▸ **Text segment**:
###

The climate crisis is caused by human activity. Its solution will require an enormous transformation of the entire planet’s social organisation. Its direct perpetrators are still financing misinformation campaigns and encouraging conspiracy theories to deflect attention from the truth. What does it mean to say such a crisis is “above politics”?

In some ways, rejecting “politics” is the beginning of wisdom. Mainstream parliamentary politics has comprehensively failed humanity. Politicians have proven themselves unable to deal with the climate crisis. Some have flagrantly denied the truth, acted as paid shills for the fossil fuel industry and promoted conspiracy theories to benefit the polluting businesses that fund their election campaigns. Others have hypocritically asserted their passionate belief in the need for climate action, only to promote discredited, ineffectual market-based scams while jetting from summit to summit. In election after election, brazenly evil climate deniers take on hypocritical do-nothings.

In capitalism, strict boundaries are placed on politics. You can engage in politics according to certain rules: mostly by electing representatives to state institutions. Politics –fighting and forcing the world to be different – is restricted to the office-holders of the capitalist state. Ordinary people aren’t meant to do “politics” themselves – say, by taking strike action to demand social change. “Politics” is reserved for those highly paid politicians, their consultants and advisers, who together command the armies, the police and the spy agencies that keep the whole world in chains.

All capitalist politicians, left and right, are committed to maintaining this state of affairs. But that system is creating a crisis it cannot resolve. So capitalist politics, exemplified by the gatherings of climate criminals in their many summits, looks more and more like an insulting farce. No matter how much politicians huff and puff, debate and even denounce each other, as long as their system remains, the destruction of the natural world will continue. We need to build a movement that can smash up the social, economic and political structures that have created the impending climate disaster.

###

▸ **Dataset entries**:
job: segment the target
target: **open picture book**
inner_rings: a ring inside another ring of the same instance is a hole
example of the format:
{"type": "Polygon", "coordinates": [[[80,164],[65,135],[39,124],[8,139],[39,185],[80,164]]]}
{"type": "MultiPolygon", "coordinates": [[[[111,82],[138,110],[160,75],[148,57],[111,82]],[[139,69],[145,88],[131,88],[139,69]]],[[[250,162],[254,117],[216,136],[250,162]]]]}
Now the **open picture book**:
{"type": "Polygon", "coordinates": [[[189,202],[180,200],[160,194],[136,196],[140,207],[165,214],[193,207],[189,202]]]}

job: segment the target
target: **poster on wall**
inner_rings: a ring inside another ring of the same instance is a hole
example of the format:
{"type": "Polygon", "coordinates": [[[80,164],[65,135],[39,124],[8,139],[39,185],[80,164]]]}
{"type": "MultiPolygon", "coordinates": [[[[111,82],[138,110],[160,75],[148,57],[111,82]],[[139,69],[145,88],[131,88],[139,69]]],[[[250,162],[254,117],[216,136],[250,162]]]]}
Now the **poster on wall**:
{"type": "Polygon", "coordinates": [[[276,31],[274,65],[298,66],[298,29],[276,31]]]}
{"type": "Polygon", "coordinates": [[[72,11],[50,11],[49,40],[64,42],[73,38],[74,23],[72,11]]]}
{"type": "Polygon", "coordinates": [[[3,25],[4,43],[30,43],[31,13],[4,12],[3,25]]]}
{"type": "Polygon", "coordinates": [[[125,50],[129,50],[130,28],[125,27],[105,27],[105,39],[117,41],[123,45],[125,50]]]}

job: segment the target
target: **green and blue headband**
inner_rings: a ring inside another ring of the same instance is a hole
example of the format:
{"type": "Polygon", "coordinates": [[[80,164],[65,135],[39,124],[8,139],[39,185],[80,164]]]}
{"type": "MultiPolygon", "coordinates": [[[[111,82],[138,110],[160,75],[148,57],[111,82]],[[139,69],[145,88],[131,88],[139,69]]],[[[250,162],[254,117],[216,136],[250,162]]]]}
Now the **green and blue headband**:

###

▸ **What to work on**:
Answer these questions using the climate passage.
1. What does the passage give as the cause of the climate crisis?
2. Under capitalism, by what means can people mostly engage in politics?
3. What will continue as long as the politicians' system remains?
The items have no connection to the climate passage.

▸ **Exercise solution**:
1. Human activity.
2. By electing representatives to state institutions.
3. The destruction of the natural world.